Problem to solve: Please pick out every line in the material below that contains the word "pavement" and copy each one in full.

Record extracts:
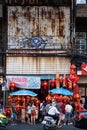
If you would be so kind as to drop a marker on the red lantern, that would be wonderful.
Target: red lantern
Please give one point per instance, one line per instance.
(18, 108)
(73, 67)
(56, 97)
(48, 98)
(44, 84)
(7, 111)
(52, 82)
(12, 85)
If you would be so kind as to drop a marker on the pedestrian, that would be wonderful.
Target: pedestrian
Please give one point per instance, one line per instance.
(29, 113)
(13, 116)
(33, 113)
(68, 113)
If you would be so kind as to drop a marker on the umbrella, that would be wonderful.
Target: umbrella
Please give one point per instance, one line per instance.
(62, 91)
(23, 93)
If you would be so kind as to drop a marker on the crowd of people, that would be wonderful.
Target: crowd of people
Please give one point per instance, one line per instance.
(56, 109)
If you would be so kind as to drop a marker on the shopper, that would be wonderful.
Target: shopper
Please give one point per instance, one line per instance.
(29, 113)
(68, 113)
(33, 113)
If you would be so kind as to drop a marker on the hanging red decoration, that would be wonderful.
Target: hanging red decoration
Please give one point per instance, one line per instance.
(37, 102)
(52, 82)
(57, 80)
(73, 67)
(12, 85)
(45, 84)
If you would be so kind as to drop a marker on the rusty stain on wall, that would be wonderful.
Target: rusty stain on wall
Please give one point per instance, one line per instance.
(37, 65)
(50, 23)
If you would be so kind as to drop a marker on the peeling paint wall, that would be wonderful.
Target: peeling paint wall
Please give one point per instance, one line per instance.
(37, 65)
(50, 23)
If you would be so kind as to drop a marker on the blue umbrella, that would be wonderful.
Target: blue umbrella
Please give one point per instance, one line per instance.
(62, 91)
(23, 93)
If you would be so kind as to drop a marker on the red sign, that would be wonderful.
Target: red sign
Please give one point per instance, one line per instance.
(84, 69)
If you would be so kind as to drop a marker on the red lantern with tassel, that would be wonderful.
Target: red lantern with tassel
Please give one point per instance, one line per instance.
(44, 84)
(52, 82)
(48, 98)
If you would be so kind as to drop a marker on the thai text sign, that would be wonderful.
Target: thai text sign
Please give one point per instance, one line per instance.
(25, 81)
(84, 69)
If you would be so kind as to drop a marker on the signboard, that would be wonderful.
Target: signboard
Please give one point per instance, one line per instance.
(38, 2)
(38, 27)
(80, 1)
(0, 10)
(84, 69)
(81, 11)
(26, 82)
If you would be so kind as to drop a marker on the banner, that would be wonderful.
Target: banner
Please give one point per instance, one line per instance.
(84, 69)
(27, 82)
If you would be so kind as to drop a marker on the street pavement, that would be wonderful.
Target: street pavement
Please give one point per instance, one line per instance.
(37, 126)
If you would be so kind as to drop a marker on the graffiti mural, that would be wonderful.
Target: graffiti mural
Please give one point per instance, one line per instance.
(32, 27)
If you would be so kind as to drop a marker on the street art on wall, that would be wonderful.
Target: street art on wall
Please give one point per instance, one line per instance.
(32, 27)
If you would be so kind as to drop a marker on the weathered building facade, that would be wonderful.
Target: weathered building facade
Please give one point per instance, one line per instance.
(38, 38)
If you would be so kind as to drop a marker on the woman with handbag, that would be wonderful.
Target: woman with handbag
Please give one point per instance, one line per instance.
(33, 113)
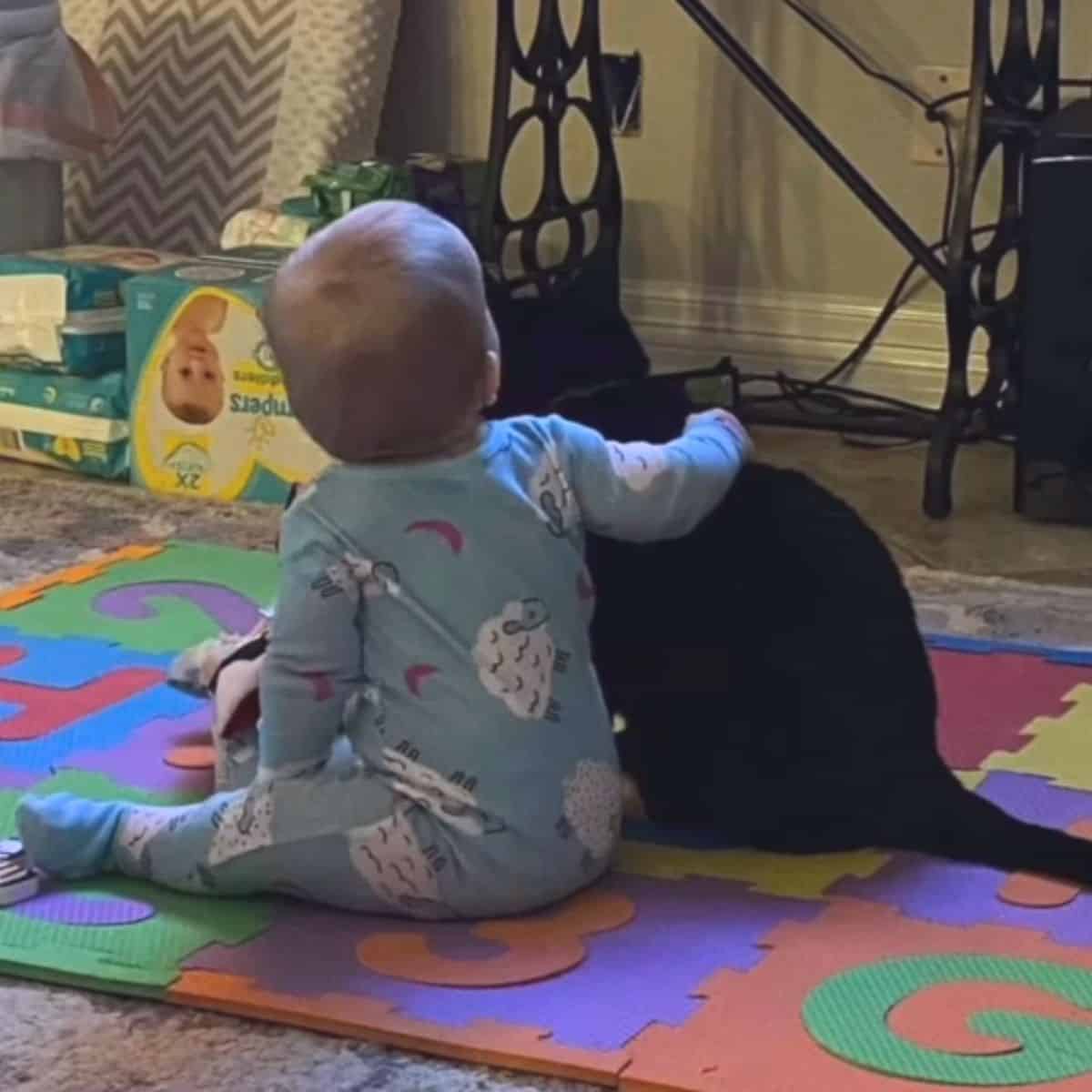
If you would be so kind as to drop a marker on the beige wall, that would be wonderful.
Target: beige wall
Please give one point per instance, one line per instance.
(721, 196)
...
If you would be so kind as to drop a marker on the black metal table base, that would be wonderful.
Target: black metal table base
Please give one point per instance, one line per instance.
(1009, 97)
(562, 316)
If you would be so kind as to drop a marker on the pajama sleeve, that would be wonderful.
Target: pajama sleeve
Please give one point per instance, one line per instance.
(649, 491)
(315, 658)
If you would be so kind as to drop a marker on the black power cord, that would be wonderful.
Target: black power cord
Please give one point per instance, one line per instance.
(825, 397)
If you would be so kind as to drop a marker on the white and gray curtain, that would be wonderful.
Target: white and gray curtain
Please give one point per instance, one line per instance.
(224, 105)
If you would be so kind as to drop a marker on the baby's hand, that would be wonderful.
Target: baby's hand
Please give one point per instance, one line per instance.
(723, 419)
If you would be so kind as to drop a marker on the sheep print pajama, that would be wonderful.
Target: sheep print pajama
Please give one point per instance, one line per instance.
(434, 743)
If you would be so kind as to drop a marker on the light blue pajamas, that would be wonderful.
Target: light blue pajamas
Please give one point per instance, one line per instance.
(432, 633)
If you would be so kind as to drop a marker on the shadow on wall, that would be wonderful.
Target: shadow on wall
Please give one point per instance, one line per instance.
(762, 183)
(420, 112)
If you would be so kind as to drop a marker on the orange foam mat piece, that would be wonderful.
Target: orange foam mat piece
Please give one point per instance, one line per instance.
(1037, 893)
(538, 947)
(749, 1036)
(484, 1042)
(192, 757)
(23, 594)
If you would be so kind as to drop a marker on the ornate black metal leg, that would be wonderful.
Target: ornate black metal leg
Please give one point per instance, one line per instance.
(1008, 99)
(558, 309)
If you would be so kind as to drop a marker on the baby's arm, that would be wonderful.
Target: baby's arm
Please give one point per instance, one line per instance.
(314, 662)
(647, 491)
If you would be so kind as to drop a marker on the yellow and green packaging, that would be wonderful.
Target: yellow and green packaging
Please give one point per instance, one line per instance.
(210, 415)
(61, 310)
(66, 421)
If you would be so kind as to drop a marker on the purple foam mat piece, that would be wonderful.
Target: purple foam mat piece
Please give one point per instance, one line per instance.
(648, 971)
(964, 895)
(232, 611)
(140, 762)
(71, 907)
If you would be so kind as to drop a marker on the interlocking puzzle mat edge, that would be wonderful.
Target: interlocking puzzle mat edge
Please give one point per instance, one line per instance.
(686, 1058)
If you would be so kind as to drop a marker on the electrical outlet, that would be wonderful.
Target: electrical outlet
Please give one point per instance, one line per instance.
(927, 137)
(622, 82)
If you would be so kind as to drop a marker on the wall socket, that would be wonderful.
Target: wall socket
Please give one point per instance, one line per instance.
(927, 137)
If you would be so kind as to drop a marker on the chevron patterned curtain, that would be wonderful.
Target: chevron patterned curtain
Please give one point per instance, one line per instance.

Solution below:
If you would be so kind as to drop a marker on the street pavement, that would be wonderful.
Target: street pavement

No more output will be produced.